=== Begin Enclosure ===
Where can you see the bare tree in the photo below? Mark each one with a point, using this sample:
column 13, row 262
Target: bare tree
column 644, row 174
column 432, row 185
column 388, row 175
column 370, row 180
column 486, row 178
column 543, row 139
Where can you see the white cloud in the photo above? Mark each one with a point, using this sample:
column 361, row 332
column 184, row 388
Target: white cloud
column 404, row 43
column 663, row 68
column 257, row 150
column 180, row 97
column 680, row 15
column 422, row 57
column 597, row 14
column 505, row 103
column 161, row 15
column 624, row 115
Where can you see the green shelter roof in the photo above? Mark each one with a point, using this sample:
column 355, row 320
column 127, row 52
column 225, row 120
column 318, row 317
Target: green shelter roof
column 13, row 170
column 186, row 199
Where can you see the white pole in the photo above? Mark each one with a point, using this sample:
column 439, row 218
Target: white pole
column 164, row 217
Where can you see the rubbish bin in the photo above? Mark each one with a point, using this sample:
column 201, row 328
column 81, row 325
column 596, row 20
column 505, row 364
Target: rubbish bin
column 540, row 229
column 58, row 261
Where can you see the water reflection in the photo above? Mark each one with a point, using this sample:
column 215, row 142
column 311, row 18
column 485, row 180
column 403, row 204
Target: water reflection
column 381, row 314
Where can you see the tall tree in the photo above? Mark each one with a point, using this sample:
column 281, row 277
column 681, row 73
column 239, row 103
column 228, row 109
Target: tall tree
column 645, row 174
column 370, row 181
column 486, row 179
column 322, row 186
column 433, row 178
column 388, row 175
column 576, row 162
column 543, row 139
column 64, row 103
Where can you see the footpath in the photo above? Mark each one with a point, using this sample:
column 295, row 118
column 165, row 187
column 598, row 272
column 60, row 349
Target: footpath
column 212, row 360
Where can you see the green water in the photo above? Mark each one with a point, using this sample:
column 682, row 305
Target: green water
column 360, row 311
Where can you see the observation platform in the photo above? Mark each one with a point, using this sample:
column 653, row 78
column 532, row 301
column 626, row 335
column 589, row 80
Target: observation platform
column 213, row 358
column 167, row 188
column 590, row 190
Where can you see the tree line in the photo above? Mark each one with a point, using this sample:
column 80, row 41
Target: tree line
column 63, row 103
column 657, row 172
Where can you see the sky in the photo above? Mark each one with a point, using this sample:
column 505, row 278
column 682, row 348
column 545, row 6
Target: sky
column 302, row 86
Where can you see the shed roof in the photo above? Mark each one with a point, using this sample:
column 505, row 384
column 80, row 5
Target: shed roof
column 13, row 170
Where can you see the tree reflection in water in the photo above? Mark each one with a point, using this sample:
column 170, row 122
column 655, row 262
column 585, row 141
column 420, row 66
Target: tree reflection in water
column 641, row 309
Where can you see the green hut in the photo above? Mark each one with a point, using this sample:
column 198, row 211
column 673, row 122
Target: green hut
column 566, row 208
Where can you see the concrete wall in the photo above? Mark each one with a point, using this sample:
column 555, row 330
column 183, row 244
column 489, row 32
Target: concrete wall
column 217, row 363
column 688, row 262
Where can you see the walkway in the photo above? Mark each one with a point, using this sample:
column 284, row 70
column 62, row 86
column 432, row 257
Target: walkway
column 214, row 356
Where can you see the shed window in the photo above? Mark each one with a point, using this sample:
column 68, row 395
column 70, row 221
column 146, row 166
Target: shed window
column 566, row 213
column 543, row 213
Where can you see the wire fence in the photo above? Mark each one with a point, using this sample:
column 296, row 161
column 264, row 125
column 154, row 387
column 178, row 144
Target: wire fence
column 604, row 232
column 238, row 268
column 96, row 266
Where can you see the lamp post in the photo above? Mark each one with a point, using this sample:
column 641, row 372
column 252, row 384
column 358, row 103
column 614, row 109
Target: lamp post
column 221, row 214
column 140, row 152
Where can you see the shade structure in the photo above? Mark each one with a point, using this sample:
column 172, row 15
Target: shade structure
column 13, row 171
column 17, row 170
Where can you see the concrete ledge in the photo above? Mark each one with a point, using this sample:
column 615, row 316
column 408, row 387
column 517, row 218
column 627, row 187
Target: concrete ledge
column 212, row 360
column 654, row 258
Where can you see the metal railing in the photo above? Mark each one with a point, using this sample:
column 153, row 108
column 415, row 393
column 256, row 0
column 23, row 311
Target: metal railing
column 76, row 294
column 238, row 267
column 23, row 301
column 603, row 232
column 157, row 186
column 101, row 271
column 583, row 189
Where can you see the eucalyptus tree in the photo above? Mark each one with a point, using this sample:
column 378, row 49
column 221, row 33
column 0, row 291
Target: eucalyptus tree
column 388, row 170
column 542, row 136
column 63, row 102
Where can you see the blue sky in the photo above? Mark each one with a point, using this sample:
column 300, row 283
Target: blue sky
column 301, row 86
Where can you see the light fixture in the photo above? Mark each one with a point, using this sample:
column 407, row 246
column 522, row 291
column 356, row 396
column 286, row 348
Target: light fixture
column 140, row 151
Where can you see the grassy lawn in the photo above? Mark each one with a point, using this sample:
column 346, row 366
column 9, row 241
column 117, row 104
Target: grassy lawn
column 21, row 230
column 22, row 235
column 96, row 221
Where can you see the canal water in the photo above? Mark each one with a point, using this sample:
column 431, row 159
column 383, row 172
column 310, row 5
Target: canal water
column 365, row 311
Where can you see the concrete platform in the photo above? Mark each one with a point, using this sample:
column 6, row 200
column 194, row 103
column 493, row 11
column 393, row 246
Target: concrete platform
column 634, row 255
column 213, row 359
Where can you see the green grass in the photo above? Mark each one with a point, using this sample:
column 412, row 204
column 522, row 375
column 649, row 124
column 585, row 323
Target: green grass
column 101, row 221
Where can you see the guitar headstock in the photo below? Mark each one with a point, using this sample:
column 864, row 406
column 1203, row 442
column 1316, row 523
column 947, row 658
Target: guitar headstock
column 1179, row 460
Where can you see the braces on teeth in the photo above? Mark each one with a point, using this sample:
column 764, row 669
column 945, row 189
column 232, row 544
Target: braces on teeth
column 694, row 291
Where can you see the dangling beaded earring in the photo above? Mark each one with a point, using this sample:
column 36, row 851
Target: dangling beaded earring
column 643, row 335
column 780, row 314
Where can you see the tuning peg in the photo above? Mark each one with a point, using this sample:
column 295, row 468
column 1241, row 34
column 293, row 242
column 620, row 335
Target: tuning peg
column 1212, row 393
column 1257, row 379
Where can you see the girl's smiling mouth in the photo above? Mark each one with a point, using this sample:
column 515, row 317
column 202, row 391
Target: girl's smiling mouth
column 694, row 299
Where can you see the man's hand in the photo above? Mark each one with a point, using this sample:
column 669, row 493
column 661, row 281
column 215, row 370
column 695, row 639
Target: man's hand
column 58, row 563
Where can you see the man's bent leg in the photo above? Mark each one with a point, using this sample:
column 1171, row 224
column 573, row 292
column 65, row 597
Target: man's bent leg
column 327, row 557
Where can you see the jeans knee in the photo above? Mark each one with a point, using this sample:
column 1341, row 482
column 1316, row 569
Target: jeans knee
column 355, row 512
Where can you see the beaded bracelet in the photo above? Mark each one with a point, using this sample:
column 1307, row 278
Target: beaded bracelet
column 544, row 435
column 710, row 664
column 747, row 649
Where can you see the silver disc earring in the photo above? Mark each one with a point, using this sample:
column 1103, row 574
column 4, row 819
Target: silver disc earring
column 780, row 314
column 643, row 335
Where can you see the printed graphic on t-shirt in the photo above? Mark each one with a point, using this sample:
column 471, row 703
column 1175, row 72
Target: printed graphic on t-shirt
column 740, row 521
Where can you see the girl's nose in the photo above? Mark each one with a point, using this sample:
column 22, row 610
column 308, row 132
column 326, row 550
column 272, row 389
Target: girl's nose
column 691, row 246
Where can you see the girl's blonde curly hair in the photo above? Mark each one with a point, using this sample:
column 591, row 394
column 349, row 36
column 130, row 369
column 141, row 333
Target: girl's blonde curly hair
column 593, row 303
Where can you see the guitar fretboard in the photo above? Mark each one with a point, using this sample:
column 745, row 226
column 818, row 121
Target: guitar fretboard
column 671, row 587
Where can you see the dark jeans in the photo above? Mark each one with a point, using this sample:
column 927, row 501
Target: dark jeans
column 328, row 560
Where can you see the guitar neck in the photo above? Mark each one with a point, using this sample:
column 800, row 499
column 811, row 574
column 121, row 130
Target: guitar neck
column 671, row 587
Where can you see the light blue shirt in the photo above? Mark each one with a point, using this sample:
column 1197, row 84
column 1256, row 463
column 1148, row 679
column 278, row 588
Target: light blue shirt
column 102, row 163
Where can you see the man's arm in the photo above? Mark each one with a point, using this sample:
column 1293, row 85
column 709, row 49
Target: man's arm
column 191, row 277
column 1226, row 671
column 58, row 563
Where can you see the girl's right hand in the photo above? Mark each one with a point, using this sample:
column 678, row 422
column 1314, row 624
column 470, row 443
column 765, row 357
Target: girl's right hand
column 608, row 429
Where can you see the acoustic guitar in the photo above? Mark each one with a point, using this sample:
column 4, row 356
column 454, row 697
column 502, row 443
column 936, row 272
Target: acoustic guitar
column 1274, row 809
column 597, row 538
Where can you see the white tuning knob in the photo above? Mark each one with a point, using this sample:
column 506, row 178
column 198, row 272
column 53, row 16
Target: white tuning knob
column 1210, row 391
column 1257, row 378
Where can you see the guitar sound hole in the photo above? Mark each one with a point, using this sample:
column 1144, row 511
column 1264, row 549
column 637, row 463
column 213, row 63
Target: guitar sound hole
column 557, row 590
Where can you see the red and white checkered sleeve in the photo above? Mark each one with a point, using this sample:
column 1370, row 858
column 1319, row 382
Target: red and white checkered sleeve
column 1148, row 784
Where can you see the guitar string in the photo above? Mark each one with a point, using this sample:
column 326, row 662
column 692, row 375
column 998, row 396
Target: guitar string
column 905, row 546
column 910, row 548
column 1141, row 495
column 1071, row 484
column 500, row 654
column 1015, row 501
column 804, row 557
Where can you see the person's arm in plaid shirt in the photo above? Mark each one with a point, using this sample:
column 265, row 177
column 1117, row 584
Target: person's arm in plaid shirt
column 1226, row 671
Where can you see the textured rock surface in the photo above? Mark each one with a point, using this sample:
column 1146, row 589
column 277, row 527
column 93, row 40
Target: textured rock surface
=== End Enclosure ===
Return every line of the data above in which "rock" appears.

**Task output:**
Where can you see the textured rock surface in the photo above? Mark each one with a point, using this sample:
Target: textured rock surface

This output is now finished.